### WHAT YOU WILL DO:
Extend the news report on the death of Eli Avivi, founder of Achzivland, picking up after its final sentence.

### PASSAGE SHOWN:
******

Eli Avivi, who founded the micronation of Achzivland on Israel’s northern border, dies aged 88
President Eli Avivi founded Achzivland in 1970 and is one of two “citizens”. (Facebook: Achziv Land)
The future of one of the Middle East’s smallest ‘nations’ is in doubt after its ruler died at the age of 88.
Eli Avivi was the President of Achzivland, a hippie micronation on the northern coast of Israel near the Lebanese border.
The only other citizen was his wife Rina, 71, who confirmed his death.
His sister told Israeli news site Ynet news he had been suffering from severe pneumonia.
Micronations are countries that have declared independence from their host nation, but are not recognised by the rest of the world.
The story of Achzivland began in the early 1950s, when Mr Avivi first visited the area.
He built his own home by the sea and met and married his wife Rina almost a decade later.
But in 1970, the Israeli Government obtained an order against him and bulldozed his home.
In retaliation, Mr Avivi declared the piece of land next to the Achziv National Park an independent nation — called Achzivland.
Achzivland is located on the northern Israeli coast near the border with Lebanon. (ABC News: Google/Facebook)
The BBC travelled to the micronation in 2015 to interview Mr Avivi about how Achzivland evolved.
“They [the Israeli Government] didn’t like me making a little country,” he told the BBC.
“They did everything they could to take me away from here.
“It’s like I make something against Israel, but it’s not true … I love Israel, the place, but not the Government.”

******

### ENTRIES SHOWN:
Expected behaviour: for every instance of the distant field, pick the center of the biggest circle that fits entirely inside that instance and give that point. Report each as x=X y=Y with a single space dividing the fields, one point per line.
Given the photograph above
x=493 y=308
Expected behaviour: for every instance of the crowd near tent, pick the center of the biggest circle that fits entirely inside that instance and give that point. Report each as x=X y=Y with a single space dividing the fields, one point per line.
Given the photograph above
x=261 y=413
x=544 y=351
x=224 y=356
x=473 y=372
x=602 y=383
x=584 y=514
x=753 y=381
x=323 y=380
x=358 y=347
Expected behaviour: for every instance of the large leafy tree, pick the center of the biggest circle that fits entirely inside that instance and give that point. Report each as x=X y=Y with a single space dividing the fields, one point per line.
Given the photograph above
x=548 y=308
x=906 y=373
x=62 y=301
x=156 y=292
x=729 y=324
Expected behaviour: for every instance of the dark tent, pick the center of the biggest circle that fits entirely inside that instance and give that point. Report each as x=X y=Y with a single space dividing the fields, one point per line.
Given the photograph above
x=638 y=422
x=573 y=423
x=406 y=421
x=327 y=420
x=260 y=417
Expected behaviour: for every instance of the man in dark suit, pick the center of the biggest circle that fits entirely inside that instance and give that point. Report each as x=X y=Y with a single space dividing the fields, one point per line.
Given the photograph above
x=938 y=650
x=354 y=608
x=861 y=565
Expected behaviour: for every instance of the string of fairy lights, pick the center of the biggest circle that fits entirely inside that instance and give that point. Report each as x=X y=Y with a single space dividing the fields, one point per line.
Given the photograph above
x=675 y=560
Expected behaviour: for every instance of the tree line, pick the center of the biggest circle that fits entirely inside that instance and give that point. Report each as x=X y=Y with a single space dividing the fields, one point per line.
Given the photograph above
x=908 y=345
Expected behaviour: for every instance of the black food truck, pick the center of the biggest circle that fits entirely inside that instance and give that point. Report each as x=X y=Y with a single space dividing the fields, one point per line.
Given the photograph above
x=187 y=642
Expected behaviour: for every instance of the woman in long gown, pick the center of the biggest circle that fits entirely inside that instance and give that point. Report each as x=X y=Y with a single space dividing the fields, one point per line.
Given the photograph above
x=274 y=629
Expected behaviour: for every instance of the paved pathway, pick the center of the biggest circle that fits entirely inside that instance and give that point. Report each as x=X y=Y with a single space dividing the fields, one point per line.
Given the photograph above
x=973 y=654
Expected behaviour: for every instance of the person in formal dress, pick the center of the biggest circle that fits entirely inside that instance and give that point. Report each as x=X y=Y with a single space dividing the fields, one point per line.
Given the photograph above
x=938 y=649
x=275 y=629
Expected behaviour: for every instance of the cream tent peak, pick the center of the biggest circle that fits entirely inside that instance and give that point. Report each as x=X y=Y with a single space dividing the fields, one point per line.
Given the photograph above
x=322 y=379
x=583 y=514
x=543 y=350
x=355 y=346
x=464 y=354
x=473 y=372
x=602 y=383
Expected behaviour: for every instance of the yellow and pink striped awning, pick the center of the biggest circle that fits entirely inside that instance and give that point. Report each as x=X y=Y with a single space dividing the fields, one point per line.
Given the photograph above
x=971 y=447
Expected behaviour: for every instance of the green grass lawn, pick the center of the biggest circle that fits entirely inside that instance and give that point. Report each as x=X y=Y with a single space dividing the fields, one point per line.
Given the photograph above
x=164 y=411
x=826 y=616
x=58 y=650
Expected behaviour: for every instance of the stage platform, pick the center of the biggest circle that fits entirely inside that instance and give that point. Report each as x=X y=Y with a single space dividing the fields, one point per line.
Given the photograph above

******

### OUTPUT FOR THIS EXERCISE:
The Avivis eventually reached an agreement with the Israeli authorities to pay for access to the sea, and created a “national” museum full of antiquities.
Achzivland became a hippie retreat to escape from work, responsibility, or money worries, with utopian ideals.
In 1972 the “country” hosted a Woodstock-like rock concert which drew a crowd of thousands, angering many residents of the surrounding towns.
Frequent visitors, drawn by the idyllic lifestyle and pristine coastline, included Sophia Loren, Shimon Perez and Paul Newman.
The Israeli Government never officially recognised Mr Avivi’s micronation, but he would stamp visitors’ passports if they entered through the foreboding fence sounding the tiny piece of land.
The legal fight over the world’s “tiniest country” continues to this day.
Roy Arad, an Israeli poet, political activist and journalist described Mr Avivi as “a fighter, a lover and a bohemian”.
Reflecting on his time visiting Achzivland just 10 days ago, Arad said Mr Avivi had been in hospital for several days.
“Today you can’t invent unusual places like Achzivland,” he said in Israel’s Haaretz newspaper.
“I only hope the place survives against the market forces and proper governance.”
The micronation has its own museum and hostel — inside the one building. (Wikicommons: Rafael Gori)
Australia has one of the highest number of micronations in the world, with citizens choosing to establish their own rule and shrug off the shackles of the country’s constitutional democracy.
The country’s longest-running and arguably most successful micronation recently transitioned its rule.
After 47 years on the throne, Prince Leonard, the self-declared sovereign of the Principality of Hutt River, abdicated in favour of his 59-year old son Prince Graeme.
Prince Leonard was 92 years of age and suffering from emphysema.